IdM-newsletter

 

Aveksa, Now With Special AFX

October 18, 2011
Dave Kearns, IDM Journal

There's a theme running through recent product announcements I've been hearing about – "cheaper and more efficient". That's how Identropy described their SCUID initiative and it's also how Courion presented their new Access Risk Management Suite. When Aveksa used similar terms for their recent release of Access Fulfillment Express (AFX), I realized that there was a new priority for IdM products.

Aveksa describes AFX as "…a new fulfillment solution designed to help enterprises more efficiently and cost-effectively fulfill access changes, such as those stemming from employee on-boarding and off-boarding, employee transfers, and access reviews."

The company is quick to point out that AFX isn't a traditional provisioning product. In fact, they tout that as one of its strengths. The announcement of AFX notes "…rather than relying on traditional heavyweight and proprietary provisioning system integration, Aveksa's solution is based on an open-source enterprise service bus with a published message format and an open source adapter model."

* _EXERCISE INSTRUCTIONS_:
Answer these questions from the article about Aveksa's AFX.
1. What date appears on it?
2. What is the name of the new suite Courion presented?
3. What does Aveksa say its solution is based on in place of traditional provisioning system integration?
Rely only on the article about Aveksa's AFX.

* _LISTED RECORDS_:
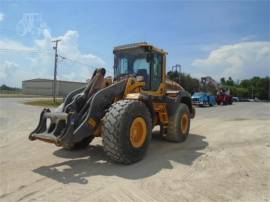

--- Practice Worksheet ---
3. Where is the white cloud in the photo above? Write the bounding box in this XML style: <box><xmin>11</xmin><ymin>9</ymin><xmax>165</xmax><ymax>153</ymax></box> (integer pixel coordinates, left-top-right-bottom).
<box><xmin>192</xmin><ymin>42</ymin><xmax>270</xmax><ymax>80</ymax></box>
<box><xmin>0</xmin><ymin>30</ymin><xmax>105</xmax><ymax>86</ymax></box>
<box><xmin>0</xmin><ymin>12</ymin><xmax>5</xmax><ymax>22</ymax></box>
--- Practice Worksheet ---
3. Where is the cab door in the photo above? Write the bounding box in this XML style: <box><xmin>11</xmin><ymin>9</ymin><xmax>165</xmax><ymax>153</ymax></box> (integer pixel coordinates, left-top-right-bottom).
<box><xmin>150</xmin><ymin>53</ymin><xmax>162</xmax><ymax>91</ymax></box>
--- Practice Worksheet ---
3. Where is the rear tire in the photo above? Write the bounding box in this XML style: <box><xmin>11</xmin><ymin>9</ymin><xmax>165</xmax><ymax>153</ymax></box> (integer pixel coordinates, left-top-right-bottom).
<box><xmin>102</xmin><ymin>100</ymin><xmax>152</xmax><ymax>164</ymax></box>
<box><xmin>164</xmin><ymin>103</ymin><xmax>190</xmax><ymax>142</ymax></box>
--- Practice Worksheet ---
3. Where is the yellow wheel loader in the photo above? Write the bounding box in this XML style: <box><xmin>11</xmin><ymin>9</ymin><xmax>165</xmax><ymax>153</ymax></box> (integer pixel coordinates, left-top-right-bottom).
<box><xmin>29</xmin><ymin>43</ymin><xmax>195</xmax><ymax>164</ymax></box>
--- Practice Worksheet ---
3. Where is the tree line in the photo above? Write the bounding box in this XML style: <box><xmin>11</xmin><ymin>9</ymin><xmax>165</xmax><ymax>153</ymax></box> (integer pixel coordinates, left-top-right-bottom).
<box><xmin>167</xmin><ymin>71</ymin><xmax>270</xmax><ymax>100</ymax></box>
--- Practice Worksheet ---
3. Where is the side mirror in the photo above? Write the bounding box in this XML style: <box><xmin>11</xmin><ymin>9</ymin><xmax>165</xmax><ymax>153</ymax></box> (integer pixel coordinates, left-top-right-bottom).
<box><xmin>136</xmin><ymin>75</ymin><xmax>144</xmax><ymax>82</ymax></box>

* * *

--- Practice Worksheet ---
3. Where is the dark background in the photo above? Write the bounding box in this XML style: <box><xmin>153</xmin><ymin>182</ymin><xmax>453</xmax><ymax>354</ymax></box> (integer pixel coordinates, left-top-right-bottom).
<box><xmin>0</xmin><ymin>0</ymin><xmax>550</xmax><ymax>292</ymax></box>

* _SOLUTION BELOW_:
1. October 18, 2011
2. Access Risk Management Suite
3. An open-source enterprise service bus with a published message format and an open source adapter model